Lisbon, Portugal’s capital city, is one of the most culture-rich, historic cities in Europe. Lisbon is frequently voted Europe’s best city-break destination, and for a good reason! The climate is pleasant, there are many things to do and see, and the city is easily accessible. Furthermore, as well as an architectural melting pot, it’s a foodies paradise and a lively hub.
Everyone should visit Lisbon once in their life. A long weekend in Lisbon is enough to see the sights and soak up the incredible atmosphere. We’ve put together the ultimate Lisbon 3 day itinerary with all the top places to visit in Lisbon in 3 days.
Read on to learn how to spend 3 days in Lisbon.
Morning – Visit Castelo de Sao Jorge and roam around the oldest part of Lisbon, Alfama
The best way to kick off your weekend in Lisbon is by exploring one of the city’s most historic areas. It’s easy to get lost in the winding streets of Alfama and all of its delights. However, before you do that, head to Castelo de São Jorge, the hill-top 11th-century castle that sits above the Alfama neighborhood. While there is not so much to do in the castle itself, it’s pretty cool to look around, and the views from here are magnificent.
Afterwards, grab a mid-morning coffee and Portuguese pastry from one of the many cafes in Alfama. While there are many splendid options to choose from, there is a lovely outdoor cafe at the Miradouro da Graça viewpoint. Just a ten-minute walk from Castelo de Sao Jorge, this is a great spot to enjoy a sweet treat with a view. From here, explore the traditional craft shops in the cobblestone alleyways until your stomach rumbles for lunch.

THINGS TO DO:
a - Retype the Lisbon itinerary word for word, between "Lisbon, Portugal’s capital" and "a lively hub.", inclusive.
b - According to the Lisbon itinerary, how long does it take to walk from Castelo de Sao Jorge to the Miradouro da Graça viewpoint?

DATASET ENTRIES:
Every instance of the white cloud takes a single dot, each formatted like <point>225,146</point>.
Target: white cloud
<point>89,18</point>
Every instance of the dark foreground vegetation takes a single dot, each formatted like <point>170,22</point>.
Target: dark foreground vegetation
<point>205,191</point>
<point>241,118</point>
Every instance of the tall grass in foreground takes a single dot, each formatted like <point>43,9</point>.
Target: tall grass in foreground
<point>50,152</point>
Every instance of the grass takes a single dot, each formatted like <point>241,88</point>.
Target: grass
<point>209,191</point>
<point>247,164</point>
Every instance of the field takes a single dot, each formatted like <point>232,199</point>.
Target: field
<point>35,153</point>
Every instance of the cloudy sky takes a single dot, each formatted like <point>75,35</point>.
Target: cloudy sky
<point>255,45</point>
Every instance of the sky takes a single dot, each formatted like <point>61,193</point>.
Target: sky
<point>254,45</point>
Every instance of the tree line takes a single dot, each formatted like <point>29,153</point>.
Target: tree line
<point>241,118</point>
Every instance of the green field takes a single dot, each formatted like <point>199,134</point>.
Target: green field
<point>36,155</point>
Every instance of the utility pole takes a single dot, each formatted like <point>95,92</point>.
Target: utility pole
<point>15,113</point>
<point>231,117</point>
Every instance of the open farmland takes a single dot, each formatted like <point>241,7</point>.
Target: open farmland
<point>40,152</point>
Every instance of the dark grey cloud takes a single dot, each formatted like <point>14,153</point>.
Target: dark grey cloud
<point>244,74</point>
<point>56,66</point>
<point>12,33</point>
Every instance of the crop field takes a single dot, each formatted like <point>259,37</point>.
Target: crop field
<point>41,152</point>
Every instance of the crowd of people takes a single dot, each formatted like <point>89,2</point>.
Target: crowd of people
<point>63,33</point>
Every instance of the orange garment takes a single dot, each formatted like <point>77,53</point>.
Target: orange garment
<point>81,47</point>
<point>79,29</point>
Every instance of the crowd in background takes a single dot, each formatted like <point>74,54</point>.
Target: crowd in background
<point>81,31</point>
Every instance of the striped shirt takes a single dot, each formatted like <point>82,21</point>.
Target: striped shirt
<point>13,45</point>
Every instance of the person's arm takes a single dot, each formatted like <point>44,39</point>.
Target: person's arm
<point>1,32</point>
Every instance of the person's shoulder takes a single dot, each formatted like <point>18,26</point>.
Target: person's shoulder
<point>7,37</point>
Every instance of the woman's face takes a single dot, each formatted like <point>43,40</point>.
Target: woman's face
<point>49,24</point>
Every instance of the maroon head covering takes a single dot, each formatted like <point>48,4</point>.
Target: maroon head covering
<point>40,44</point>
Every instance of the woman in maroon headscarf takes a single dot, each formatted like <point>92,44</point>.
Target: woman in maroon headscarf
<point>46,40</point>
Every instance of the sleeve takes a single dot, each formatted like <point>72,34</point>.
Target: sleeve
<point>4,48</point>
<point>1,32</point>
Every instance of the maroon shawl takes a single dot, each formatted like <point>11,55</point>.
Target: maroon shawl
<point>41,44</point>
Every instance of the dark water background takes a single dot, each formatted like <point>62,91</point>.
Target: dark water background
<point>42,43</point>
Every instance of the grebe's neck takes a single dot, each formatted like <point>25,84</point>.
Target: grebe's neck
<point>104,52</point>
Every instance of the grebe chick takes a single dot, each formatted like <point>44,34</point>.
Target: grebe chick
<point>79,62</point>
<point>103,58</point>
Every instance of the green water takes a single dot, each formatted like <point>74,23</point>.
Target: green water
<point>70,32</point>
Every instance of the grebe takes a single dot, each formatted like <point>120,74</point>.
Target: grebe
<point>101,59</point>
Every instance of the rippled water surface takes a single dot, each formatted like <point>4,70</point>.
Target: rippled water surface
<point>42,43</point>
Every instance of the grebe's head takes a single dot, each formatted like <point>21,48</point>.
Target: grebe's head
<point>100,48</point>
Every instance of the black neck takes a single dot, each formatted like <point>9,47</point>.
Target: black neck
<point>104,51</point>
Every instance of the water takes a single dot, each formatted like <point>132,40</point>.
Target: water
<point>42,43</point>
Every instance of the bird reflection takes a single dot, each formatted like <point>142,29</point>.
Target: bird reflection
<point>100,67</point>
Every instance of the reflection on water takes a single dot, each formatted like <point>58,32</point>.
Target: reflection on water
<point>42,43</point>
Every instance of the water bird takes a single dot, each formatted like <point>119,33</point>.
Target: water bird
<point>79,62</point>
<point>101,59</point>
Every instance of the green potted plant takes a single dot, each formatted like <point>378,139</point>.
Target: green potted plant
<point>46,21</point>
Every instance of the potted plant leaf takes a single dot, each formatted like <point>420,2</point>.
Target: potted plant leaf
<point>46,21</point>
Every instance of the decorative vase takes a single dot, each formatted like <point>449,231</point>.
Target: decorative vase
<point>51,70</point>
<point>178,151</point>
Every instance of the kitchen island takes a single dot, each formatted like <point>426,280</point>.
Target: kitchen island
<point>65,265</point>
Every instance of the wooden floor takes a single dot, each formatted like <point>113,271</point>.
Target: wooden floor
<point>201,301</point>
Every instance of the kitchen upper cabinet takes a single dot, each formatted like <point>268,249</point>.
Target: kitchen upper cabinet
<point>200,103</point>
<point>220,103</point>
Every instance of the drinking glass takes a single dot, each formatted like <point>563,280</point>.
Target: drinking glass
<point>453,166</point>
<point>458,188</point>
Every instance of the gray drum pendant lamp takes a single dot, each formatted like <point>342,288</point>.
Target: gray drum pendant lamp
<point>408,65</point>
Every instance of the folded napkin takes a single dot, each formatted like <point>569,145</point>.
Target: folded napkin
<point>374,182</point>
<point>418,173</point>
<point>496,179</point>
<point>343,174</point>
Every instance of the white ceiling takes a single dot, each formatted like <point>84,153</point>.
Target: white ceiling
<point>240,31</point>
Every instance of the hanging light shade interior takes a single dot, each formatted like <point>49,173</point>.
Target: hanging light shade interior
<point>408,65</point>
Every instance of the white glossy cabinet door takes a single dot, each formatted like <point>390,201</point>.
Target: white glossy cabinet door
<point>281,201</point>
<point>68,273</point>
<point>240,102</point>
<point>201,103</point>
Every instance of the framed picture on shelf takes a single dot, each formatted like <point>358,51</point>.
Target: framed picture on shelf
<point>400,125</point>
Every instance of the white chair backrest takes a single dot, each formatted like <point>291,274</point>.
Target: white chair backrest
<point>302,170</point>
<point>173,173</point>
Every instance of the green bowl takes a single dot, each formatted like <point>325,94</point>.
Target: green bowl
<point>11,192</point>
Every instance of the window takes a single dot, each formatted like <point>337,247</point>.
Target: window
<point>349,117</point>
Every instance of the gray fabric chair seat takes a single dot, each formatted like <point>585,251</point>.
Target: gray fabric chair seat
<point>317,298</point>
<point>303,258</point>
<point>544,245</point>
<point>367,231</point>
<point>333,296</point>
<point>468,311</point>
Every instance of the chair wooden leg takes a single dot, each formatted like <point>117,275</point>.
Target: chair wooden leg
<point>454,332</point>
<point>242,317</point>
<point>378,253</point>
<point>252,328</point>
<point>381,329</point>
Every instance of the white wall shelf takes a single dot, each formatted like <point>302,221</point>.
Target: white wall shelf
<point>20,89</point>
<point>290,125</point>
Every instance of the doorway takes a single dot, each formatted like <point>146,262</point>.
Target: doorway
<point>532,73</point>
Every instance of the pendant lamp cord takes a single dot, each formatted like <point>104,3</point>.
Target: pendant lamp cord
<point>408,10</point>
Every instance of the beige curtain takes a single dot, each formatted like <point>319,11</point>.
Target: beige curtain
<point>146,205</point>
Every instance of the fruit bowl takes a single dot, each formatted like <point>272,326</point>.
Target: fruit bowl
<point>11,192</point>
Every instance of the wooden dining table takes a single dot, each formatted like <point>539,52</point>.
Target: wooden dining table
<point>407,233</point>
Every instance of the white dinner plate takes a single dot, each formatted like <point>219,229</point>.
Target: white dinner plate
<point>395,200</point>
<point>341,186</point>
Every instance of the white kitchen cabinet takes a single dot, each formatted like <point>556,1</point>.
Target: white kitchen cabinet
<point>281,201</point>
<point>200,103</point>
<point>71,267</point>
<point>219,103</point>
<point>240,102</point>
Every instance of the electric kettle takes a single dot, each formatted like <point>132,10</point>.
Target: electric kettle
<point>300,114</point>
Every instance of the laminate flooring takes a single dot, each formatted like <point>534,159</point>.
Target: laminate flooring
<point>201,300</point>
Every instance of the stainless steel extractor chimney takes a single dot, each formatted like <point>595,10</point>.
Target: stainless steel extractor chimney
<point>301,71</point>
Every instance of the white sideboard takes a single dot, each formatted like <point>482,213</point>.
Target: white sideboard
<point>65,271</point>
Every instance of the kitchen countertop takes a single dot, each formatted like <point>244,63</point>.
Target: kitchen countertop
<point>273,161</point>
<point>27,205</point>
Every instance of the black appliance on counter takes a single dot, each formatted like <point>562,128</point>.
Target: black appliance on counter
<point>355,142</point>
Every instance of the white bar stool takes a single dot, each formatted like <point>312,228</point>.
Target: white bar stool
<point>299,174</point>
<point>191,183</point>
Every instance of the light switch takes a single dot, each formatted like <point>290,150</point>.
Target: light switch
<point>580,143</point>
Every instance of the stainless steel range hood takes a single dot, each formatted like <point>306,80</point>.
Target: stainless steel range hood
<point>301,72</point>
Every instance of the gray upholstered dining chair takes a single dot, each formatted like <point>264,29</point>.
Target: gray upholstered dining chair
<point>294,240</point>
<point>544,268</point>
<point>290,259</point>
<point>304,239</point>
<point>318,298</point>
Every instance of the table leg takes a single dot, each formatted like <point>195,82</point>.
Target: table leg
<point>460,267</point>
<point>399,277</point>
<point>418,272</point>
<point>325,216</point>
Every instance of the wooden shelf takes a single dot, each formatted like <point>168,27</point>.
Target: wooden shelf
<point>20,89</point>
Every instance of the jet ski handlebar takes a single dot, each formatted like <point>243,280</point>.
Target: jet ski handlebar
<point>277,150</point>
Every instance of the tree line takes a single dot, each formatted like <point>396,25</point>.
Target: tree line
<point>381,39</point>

SOLUTIONS FOR EACH TASK:
a -
Lisbon, Portugal’s capital city, is one of the most culture-rich, historic cities in Europe. Lisbon is frequently voted Europe’s best city-break destination, and for a good reason! The climate is pleasant, there are many things to do and see, and the city is easily accessible. Furthermore, as well as an architectural melting pot, it’s a foodies paradise and a lively hub.

b - It is a ten-minute walk.